DUBLIN (Reuters) - Ireland’s High Court on Wednesday cleared the way for the extradition to the United States of a man the Federal Bureau of Investigation has described as the world’s biggest facilitator of child pornography.
The U.S. Attorney General in 2013 asked Ireland to extradite Eric Marques to face four charges of advertising and distributing child pornography as owner and administrator of an anonymous hosting site known as Freedom Hosting.
Marques is accused of using encryption technology to offer an anonymous hosting service for websites with a total of more than 1 million pornographic pictures, including images of rape and torture of pre-pubescent children, an FBI agent told an earlier hearing.
The agent described Marques as “the largest facilitator of child pornography on the planet”.
Lawyers for Marques, who has been in custody since his arrest in August 2013, told the court in December he would plead guilty to charges if they were brought against him in Ireland. But Ireland’s director of public prosecutions told the court it did not intend to bring proceedings against him.
Marques’ lawyers then tried to block the extradition because their client suffers from Asperger’s syndrome, a form of autism, saying he may not receive adequate medical care in U.S detention. They also cited the risk of overcrowding and sexual assault.
Justice Aideen Donnelly on Wednesday dismissed the concerns.

———

== Prompt A ==
According to the extradition story, what was the hosting site that Eric Marques is said to have owned and run?
== Prompt B ==
Carry on the extradition story from its last sentence.
The entries that come next are separate material with no tie to the extradition story.

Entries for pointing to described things

———

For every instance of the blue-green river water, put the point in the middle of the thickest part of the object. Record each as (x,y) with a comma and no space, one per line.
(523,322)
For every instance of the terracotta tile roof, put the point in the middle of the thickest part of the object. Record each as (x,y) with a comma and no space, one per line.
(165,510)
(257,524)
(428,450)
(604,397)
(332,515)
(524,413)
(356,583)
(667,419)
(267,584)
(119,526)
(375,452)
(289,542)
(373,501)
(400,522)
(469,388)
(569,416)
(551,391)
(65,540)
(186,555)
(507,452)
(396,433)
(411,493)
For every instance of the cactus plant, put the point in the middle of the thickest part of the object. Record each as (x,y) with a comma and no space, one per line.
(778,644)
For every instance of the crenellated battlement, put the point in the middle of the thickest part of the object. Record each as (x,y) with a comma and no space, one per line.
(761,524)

———

== Exercise result A ==
Freedom Hosting

== Exercise result B ==
“The court has determined that extradition to the USA for the purpose of trial on these alleged offences would not amount to a violation of his constitutional or Convention rights,” Justice Aideen Donnelly told the court.
“In the circumstances the court shall make an order committing Mr Marques to a prison, there to await the order of the Minister for his extradition.”
He should not be surrendered, however, until all avenues of appeal have been exhausted, she said.
Marques, who holds both Irish and U.S. citizenship, lived in New York until the age of five with his Brazilian father and Irish mother. Now 30 years old, he has lived in Ireland since then.
He told an earlier hearing that he earned substantial income from a web hosting business that he operated from an apartment on a Georgian square in central Dublin.
The court heard that if he is surrendered to the United States and then convicted, Marque could face spending the remainder of his natural life in prison, since the four charges could result in a sentence totalling 100 years.